■ GIVEN EXERCISE:
From the data below, pick out and copy each line that contains the string "rear". Case counts.

============================================================

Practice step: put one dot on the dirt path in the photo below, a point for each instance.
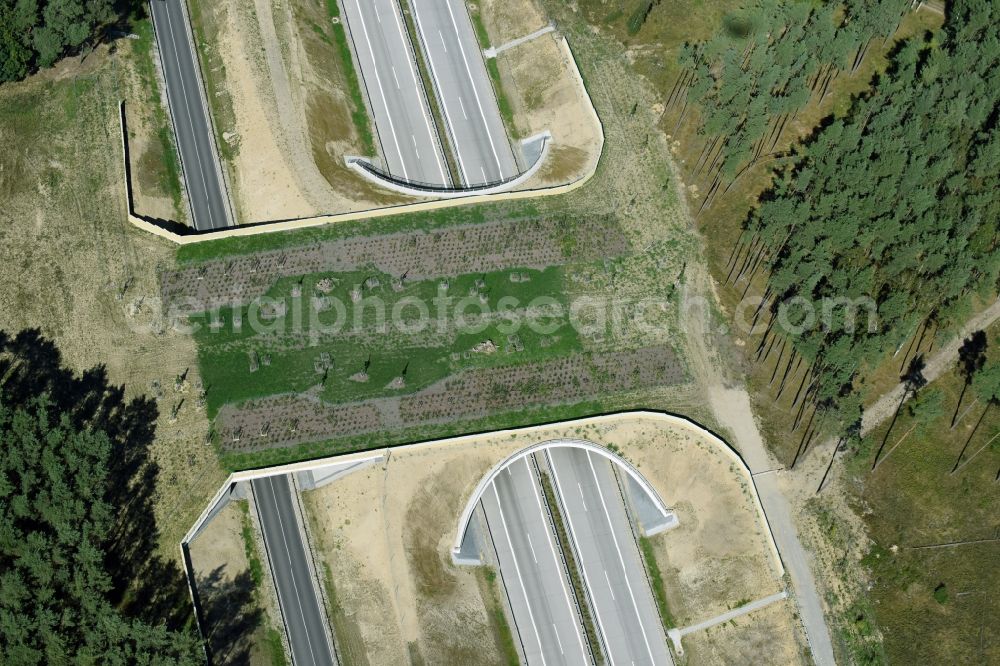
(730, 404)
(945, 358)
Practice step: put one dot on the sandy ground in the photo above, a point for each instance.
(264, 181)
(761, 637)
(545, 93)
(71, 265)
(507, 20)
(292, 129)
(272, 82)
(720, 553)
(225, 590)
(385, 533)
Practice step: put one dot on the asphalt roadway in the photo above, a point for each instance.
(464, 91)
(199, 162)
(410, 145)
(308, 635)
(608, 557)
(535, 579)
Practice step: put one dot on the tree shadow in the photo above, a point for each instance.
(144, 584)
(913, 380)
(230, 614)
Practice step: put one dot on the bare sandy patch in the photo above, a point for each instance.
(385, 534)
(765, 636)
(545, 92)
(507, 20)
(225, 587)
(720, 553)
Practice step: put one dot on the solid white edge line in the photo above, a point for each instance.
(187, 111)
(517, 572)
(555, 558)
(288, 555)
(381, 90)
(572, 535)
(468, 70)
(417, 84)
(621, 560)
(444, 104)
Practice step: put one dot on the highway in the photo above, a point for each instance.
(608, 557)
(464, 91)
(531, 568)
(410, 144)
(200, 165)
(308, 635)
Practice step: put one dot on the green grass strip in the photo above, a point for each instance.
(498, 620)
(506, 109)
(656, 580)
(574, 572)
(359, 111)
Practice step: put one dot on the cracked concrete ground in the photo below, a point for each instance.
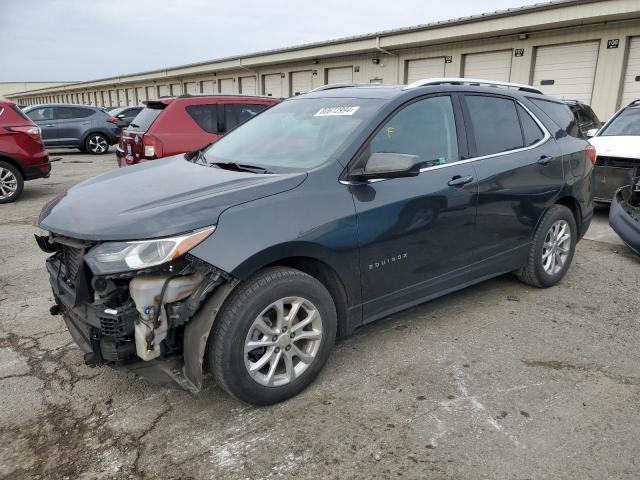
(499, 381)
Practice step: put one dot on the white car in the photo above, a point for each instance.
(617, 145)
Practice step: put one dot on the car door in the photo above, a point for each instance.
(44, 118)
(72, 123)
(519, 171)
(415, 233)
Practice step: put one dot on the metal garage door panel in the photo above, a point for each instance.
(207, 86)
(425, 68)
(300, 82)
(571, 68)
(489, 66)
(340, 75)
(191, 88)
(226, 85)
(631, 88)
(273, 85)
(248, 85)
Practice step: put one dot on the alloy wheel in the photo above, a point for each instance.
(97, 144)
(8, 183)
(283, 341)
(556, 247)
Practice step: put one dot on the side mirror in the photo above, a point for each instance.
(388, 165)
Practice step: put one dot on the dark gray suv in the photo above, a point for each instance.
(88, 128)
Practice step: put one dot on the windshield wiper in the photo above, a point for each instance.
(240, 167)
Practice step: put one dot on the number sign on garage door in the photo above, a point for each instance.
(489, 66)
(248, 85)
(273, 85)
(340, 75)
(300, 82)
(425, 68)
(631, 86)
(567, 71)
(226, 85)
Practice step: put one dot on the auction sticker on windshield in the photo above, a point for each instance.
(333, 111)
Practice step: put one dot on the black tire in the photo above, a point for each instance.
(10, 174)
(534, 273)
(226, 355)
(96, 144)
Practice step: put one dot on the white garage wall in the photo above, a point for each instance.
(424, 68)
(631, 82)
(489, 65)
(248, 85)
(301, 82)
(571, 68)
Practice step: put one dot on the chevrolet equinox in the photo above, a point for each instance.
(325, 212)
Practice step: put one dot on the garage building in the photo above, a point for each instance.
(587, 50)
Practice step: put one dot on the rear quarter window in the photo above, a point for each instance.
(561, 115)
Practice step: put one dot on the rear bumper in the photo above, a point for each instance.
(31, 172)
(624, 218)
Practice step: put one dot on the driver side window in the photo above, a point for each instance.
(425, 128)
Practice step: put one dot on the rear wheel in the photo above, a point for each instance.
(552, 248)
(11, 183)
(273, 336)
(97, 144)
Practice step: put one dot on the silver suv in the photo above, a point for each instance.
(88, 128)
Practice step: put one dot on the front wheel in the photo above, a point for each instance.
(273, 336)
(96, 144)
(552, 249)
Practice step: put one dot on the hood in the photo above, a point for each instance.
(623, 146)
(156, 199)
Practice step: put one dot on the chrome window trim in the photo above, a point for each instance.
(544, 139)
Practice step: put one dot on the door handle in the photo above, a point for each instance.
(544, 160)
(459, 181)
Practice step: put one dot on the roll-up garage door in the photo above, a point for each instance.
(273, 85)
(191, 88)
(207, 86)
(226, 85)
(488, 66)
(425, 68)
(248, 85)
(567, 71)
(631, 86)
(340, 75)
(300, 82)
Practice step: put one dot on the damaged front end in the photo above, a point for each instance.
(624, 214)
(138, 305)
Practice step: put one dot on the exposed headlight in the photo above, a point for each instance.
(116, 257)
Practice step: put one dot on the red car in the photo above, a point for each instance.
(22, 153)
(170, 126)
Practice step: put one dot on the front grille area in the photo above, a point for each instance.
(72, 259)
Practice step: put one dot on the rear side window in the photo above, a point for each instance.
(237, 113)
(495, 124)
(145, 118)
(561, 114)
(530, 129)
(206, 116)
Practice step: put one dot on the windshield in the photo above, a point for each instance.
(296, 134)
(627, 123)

============================================================

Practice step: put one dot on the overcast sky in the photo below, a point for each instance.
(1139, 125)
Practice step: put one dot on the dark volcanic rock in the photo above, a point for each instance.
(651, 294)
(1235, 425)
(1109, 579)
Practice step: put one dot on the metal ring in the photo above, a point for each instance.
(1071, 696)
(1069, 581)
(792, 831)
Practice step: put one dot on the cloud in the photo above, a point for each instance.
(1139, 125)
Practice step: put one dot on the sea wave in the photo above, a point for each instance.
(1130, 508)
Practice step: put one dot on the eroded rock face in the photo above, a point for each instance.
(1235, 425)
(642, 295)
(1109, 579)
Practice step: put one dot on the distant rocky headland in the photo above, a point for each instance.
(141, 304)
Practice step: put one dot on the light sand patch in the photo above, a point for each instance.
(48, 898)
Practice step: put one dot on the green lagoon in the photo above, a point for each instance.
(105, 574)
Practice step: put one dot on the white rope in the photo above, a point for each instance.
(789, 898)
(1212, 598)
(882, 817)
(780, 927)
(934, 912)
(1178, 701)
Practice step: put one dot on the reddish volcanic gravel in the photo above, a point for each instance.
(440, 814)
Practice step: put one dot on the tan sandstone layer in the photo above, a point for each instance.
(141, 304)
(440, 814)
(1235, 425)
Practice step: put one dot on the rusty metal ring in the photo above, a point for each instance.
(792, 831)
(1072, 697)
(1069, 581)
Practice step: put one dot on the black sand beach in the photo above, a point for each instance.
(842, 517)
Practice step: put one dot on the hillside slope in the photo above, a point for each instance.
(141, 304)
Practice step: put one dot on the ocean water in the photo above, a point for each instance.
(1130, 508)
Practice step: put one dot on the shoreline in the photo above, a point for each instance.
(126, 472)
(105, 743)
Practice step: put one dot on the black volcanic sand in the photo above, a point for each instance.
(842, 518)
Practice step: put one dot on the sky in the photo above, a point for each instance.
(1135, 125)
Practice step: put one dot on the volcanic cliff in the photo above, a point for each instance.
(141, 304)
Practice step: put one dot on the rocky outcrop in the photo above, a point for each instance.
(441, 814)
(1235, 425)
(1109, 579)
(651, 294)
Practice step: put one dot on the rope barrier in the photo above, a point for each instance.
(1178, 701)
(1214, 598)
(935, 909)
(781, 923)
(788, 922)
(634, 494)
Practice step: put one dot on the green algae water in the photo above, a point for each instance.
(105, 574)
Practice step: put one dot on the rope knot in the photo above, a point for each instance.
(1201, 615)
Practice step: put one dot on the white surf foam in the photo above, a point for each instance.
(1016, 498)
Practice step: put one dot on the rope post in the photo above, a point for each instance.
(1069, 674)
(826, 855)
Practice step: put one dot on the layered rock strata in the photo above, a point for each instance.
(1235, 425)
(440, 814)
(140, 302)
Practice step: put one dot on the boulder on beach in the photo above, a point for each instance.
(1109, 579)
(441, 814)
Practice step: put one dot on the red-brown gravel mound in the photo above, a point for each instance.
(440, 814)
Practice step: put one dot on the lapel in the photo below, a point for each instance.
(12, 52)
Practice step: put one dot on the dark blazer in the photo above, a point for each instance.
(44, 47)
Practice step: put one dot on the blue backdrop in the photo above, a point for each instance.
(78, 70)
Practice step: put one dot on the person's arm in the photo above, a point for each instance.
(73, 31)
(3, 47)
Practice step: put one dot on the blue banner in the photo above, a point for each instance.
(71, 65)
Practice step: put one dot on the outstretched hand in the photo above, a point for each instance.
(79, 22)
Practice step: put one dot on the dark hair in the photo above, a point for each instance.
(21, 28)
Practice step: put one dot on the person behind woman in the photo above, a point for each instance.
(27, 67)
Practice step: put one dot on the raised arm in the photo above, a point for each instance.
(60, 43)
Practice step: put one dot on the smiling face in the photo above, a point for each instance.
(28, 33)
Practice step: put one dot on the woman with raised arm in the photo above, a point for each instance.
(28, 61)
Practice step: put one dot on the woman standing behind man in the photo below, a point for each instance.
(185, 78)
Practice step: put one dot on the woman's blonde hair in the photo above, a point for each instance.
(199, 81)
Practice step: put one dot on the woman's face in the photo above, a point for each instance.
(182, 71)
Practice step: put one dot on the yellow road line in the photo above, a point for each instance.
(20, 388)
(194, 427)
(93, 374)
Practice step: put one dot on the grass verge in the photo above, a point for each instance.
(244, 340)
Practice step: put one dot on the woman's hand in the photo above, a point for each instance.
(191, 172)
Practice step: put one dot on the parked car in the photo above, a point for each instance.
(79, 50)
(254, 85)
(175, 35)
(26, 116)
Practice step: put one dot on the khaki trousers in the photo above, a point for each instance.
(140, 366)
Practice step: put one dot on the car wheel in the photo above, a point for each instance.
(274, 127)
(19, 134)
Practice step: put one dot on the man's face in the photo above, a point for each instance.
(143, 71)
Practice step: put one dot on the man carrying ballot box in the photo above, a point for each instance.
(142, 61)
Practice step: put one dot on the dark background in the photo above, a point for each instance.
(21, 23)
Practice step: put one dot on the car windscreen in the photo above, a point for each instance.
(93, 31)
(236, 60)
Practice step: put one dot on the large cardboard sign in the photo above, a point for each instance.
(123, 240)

============================================================

■ EXERCISE RESPONSE:
Practice step: put one dot on the rear quarter window in the photo above, a point for each instance.
Practice step: put one dot on the rear bumper in the photo above, a point for each instance.
Practice step: put one dot on the rear wheel in the photo above, a point for each instance.
Practice step: put one dot on the rear side window in the photo above, a point for each instance.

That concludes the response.